### INFORMATION PROVIDED
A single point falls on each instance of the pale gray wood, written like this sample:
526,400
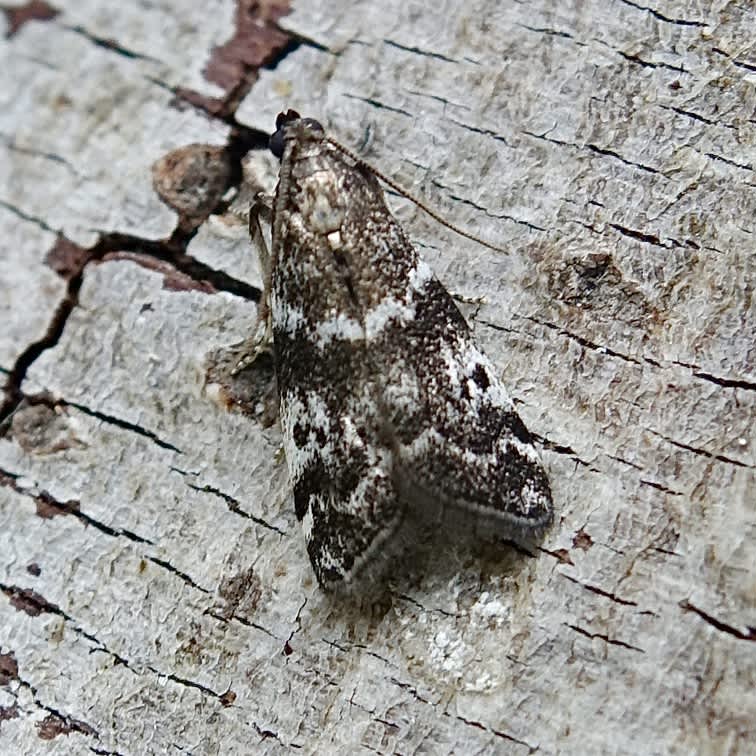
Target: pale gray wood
610,147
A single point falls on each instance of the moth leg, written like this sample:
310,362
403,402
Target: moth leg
262,333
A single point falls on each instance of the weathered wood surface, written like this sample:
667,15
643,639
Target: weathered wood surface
155,594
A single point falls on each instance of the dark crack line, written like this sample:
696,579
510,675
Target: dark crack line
109,44
418,51
604,638
701,452
648,64
611,153
234,506
593,148
485,210
483,132
34,604
722,159
599,591
661,487
748,635
690,114
185,682
173,252
661,17
590,344
726,382
168,566
65,508
119,423
244,622
641,236
497,733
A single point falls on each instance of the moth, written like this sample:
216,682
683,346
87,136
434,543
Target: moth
385,401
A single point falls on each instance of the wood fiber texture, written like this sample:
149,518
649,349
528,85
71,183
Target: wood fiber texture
155,591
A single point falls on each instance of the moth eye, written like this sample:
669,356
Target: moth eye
311,123
276,143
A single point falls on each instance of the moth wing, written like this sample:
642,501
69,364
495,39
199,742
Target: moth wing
459,437
342,474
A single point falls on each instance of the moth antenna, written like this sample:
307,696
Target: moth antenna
412,198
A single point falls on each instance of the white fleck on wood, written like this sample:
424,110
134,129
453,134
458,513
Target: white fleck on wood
155,592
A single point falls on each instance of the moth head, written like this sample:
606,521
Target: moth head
277,140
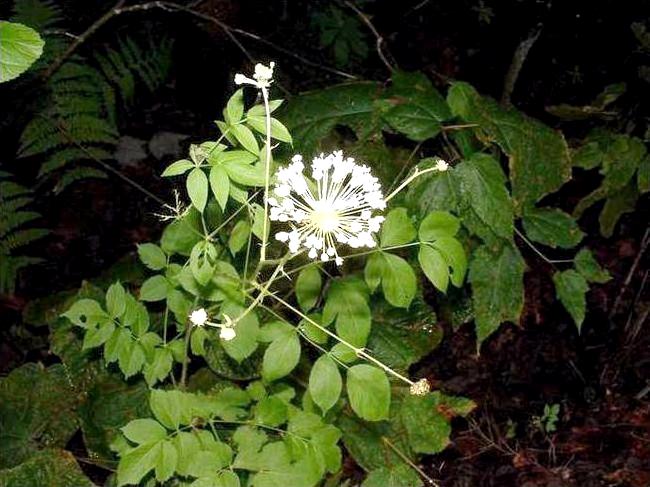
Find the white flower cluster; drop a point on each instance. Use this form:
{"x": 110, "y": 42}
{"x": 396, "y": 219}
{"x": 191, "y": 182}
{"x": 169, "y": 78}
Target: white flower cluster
{"x": 199, "y": 317}
{"x": 334, "y": 206}
{"x": 262, "y": 78}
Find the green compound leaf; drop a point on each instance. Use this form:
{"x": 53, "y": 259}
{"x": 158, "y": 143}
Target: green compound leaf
{"x": 397, "y": 229}
{"x": 589, "y": 268}
{"x": 20, "y": 47}
{"x": 552, "y": 227}
{"x": 539, "y": 157}
{"x": 281, "y": 357}
{"x": 396, "y": 276}
{"x": 325, "y": 383}
{"x": 497, "y": 285}
{"x": 571, "y": 288}
{"x": 369, "y": 392}
{"x": 347, "y": 303}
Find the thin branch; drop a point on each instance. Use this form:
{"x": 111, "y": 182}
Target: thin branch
######
#### [ASSIGNMENT]
Every entry above is to be transcribed exactly, with all pictures left out.

#### [OUTPUT FOR THIS EXERCISE]
A single point falls on each instance of the pale gray wood, written like this sample:
526,400
Target: pale gray wood
610,147
A single point falls on each instance of the moth leg, written like this sample:
310,362
403,402
Target: moth leg
262,333
A single point falls on each instance of the weathered wood surface, written like this sample:
667,15
643,639
Target: weathered wood surface
155,594
A single point falls on each instance of the dark crack line, written like this sample:
696,579
510,675
Target: dark crack line
109,44
418,51
604,638
701,452
648,64
611,153
234,506
593,148
485,210
483,132
34,604
722,159
599,591
661,487
748,635
690,114
185,682
173,252
661,17
590,344
726,382
168,566
65,508
119,423
244,622
641,236
497,733
A single point falls on each instance of the moth, written like this sample:
216,682
683,346
87,136
434,543
Target: moth
385,401
A single point falls on each instance of the wood fiber texture, written like this sample:
149,518
649,349
528,85
71,183
Target: wood fiber texture
155,591
A single point falls on each instance of the moth eye, written like this sample:
669,356
Target: moth eye
311,123
276,143
A single point falls on each instance of the moth wing, written like this sample:
642,501
69,364
495,39
199,742
Target: moth wing
459,437
342,474
A single point falls on each instance of the moth antenna, written like this sample:
307,696
Target: moth antenna
412,198
A single point falls on each instance of the white fleck on wood, written like this sample:
424,110
134,129
453,134
458,513
Target: white fleck on wood
155,592
A single point falls on each instance of the moth head, written like this sample:
606,521
Target: moth head
277,140
Find the white flower cluster; drop a point on each instance. Use this form:
{"x": 110, "y": 42}
{"x": 396, "y": 219}
{"x": 191, "y": 182}
{"x": 169, "y": 78}
Target: white flower cluster
{"x": 199, "y": 317}
{"x": 334, "y": 206}
{"x": 262, "y": 78}
Find the green compound leaf; drop a point on each instance. Use this form:
{"x": 53, "y": 259}
{"x": 158, "y": 143}
Target: green compound leaf
{"x": 397, "y": 229}
{"x": 589, "y": 268}
{"x": 20, "y": 47}
{"x": 552, "y": 227}
{"x": 539, "y": 157}
{"x": 281, "y": 357}
{"x": 396, "y": 276}
{"x": 325, "y": 383}
{"x": 497, "y": 285}
{"x": 571, "y": 288}
{"x": 369, "y": 392}
{"x": 347, "y": 303}
Find the thin branch; drop a point on each instance. Use this form:
{"x": 111, "y": 182}
Target: thin branch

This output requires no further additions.